** EXTRAIT DE PAGE **
%%

Je m'en tiens SURTOUT aux recommandations de Pascal...

Mon PC ultra portable que j'utilisais avant mon MBP avait une batterie Li ion aussi, je ne l'ai jamais laissé mourir de faim à sec (cela ne lui est arrivé que 3 ou 4 fois en 3 ans), je le rechargeais toujours quand il arrivait à 10% minimum, il était sur secteur souvent, sur batterie de temps en temps et au bout de 3 ans il n'est passé que de 3h à 2h30, ce qui est encore tout à faire honorable pour un petit ordi comme ça  Cela confirme bien ce que dit Pascal : ne jamais laisser descendre en dessous de 10, secteur ou batterie, comme on veut, et un vidage entre 10 et 20 par mois


----------



## Nicolas93160 (3 Avril 2011)

Ok merci à vous pour vos réponses claires, en effet après l'avoir débranché quelques instants pour qu'il franchisse le seuil des 95% , il s'est remis à se charger jusqu'à 100%. Donc tout est ok.

%%

** DONNÉES AFFICHÉES **
%%

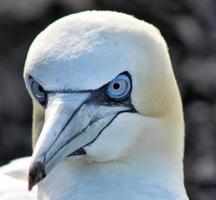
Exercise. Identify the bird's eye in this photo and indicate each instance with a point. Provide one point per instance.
(119, 88)
(38, 91)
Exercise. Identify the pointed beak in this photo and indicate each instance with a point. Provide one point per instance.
(72, 121)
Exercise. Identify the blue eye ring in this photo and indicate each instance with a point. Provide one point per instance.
(38, 91)
(119, 87)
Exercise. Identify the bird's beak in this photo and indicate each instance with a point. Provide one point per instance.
(72, 121)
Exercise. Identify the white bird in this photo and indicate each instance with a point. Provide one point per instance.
(107, 114)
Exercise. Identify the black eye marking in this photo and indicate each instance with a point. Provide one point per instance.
(39, 93)
(114, 93)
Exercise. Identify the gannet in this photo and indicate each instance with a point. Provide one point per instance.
(107, 113)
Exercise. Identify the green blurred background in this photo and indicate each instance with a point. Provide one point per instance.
(189, 26)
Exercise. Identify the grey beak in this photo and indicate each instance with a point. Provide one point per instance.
(71, 123)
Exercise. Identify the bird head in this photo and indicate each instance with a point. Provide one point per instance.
(103, 88)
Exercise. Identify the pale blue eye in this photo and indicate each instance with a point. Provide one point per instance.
(119, 87)
(38, 91)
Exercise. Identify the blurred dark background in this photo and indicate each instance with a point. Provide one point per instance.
(189, 26)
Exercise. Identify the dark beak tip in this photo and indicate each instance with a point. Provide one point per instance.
(36, 174)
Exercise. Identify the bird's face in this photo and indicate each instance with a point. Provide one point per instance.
(93, 88)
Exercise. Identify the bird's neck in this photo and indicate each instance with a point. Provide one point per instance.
(81, 180)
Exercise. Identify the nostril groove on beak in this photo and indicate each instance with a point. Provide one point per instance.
(36, 173)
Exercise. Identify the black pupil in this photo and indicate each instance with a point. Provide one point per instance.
(40, 88)
(116, 86)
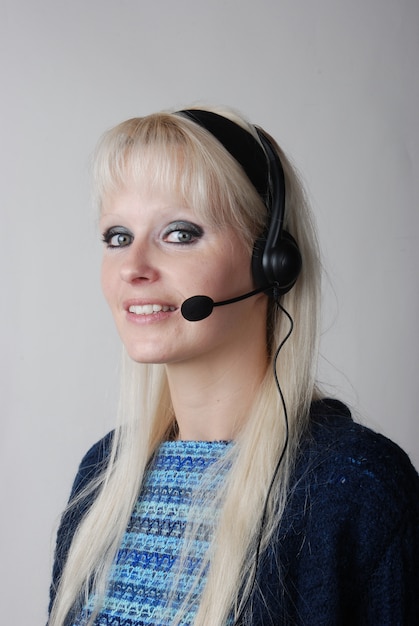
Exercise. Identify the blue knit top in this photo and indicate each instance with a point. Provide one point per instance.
(144, 570)
(345, 552)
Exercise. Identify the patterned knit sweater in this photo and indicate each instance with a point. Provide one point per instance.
(346, 552)
(144, 570)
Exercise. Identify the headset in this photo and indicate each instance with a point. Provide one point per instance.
(276, 258)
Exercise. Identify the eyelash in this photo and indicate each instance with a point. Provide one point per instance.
(109, 234)
(193, 231)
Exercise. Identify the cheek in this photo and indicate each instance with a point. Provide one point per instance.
(107, 282)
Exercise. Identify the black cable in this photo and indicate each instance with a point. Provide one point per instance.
(277, 467)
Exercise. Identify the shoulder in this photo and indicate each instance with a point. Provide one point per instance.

%%

** CONSIGNE A **
Dans l'extrait de page sur la batterie, combien d'heures d'autonomie l'ancien PC ultra portable avait-il au départ, et combien lui en restait-il au bout de 3 ans ?
** CONSIGNE B **
Rédigez la suite de l'extrait de page sur la batterie, en reprenant après sa dernière phrase.

** RÉSULTAT FINAL A **
Il est passé de 3 h à 2 h 30.

** RÉSULTAT FINAL B **
Par ailleurs, merci pour le conseil de Pascal, désormais je ne le laisse plus faire un calibrage en le déchargeant jusqu'à 0%, mais dans les 15/20%.


----------



## Nicolas93160 (3 Avril 2011)

Et en veille (suspension d'activité) vos Macbook pro perdent-ils souvent des pourcents? J'ai l'impression que le mien diminue d'un pourcent toutes les heures, quelque chose comme ca..des avis sur le sujet?

Merci encore.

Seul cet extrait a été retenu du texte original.